【编程学习】数据分析岗常见SQL面试题

6Young2024-03-192024-12-23

不点任何东西的顾客

Customers 表：

+-------------+---------+
| Column Name | Type    |
+-------------+---------+
| id          | int     |
| name        | varchar |
+-------------+---------+
在 SQL 中，id 是该表的主键。
该表的每一行都表示客户的 ID 和名称。

Orders 表：

+-------------+------+
| Column Name | Type |
+-------------+------+
| id          | int  |
| customerId  | int  |
+-------------+------+
在 SQL 中，id 是该表的主键。
customerId 是 Customers 表中 ID 的外键( Pandas 中的连接键)。
该表的每一行都表示订单的 ID 和订购该订单的客户的 ID。

找出所有从不点任何东西的顾客。

以 任意顺序 返回结果表。

select name Customers
from Customers
where Customers.id not in (
    select customerId from Orders
)

select name Customers
from Customers left join Orders
    on Customers.id = Orders.customerId
where Orders.customerId is Null

第二高的薪水

Employee 表：

+-------------+------+
| Column Name | Type |
+-------------+------+
| id          | int  |
| salary      | int  |
+-------------+------+
在 SQL 中，id 是这个表的主键。
表的每一行包含员工的工资信息。

查询并返回 Employee 表中第二高的薪水。如果不存在第二高的薪水，查询应该返回 null(Pandas 则返回 None) 。

select ifnull(
    (select max(distinct salary) SecondHighestSalary
    from Employee
    where salary < (
        select max(distinct salary)
        from Employee
    )), null) as SecondHighestSalary;

select ifnull(
    (select distinct salary SecondHighestSalary
    from Employee
    order by salary desc
    limit 1, 1)
,null) as SecondHighestSalary;

分数排名

Scores表:

+-------------+---------+
| Column Name | Type    |
+-------------+---------+
| id          | int     |
| score       | decimal |
+-------------+---------+
在 SQL 中，id 是该表的主键。
该表的每一行都包含了一场比赛的分数。Score 是一个有两位小数点的浮点值。

查询并对分数进行排序。排名按以下规则计算:

分数应按从高到低排列。
如果两个分数相等，那么两个分数的排名应该相同。
在排名相同的分数后，排名数应该是下一个连续的整数。换句话说，排名之间不应该有空缺的数字。

按 score 降序返回结果表。

1 2	select score, dense_rank() over(order by score desc) as 'rank' from Scores;

其他：

select score, rank() over(order by score desc) as 'rank'
from Scores;

-- | score | rank |
-- | ----- | ---- |
-- | 4     | 1    |
-- | 4     | 1    |
-- | 3.85  | 3    |
-- | 3.65  | 4    |
-- | 3.65  | 4    |
-- | 3.5   | 6    |

select score, row_number() over(order by score desc) as 'rank'
from Scores;

-- | score | rank |
-- | ----- | ---- |
-- | 4     | 1    |
-- | 4     | 2    |
-- | 3.85  | 3    |
-- | 3.65  | 4    |
-- | 3.65  | 5    |
-- | 3.5   | 6    |

连续出现的数字

表：Logs

+-------------+---------+
| Column Name | Type    |
+-------------+---------+
| id          | int     |
| num         | varchar |
+-------------+---------+
在 SQL 中，id 是该表的主键。

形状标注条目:

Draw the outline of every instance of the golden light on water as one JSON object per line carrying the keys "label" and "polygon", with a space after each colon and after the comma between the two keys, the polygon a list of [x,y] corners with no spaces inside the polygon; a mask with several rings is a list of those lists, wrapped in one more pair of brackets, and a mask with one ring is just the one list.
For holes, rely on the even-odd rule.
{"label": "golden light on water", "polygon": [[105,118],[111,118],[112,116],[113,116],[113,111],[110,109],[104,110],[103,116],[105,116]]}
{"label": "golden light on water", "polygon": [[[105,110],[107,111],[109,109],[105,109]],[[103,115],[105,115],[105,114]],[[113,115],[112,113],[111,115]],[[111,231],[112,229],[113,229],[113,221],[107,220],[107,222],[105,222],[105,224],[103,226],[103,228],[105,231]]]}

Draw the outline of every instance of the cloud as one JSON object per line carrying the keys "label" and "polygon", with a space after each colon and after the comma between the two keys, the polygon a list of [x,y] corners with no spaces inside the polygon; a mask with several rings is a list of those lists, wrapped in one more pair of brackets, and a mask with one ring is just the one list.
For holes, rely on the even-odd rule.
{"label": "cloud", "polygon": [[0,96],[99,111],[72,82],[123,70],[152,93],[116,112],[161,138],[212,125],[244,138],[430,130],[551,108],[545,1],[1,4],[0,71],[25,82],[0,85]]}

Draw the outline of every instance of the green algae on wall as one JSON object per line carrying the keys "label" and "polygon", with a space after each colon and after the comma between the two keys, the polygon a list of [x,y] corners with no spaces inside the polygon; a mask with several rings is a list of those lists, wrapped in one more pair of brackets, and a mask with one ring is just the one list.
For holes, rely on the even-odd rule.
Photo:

任务说明: 请列出SQL面试题文档中给出结构的全部数据表名称。 这些材料与SQL面试题文档没有关联。

完成结果: Customers、Orders、Employee、Scores、Logs